### TASK DIRECTIONS
Could you please return each line of the data that has the word "paper"?

_ _ _ _ _

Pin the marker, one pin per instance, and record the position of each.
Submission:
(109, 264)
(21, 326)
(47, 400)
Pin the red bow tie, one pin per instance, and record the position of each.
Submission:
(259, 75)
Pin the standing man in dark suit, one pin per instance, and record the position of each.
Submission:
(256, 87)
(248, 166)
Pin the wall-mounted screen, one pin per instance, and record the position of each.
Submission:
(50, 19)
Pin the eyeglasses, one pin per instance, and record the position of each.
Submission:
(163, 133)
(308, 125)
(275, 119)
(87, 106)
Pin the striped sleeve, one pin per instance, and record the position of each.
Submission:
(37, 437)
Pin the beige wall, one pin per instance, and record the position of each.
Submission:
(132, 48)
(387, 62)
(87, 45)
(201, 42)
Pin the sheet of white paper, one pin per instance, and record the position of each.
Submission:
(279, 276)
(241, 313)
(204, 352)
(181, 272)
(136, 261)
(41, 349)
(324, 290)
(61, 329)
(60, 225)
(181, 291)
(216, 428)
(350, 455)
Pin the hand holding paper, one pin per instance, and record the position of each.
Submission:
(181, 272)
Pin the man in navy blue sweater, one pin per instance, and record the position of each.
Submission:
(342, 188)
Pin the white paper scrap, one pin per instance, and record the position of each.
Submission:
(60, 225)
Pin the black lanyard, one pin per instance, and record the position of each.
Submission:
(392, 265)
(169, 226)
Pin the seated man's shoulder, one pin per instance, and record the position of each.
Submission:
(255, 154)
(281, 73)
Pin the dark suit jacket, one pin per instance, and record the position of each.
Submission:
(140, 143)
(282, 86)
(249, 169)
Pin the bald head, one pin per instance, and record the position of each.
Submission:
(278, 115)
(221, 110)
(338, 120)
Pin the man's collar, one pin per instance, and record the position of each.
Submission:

_ _ _ _ _

### ANSWER FOR THE TASK
Pin the sheet of white paper, one pin per instance, and record the position of each.
Pin the hand holding paper, one pin per instance, and record the position of each.
Pin the white paper scrap, one pin per instance, and record the position of each.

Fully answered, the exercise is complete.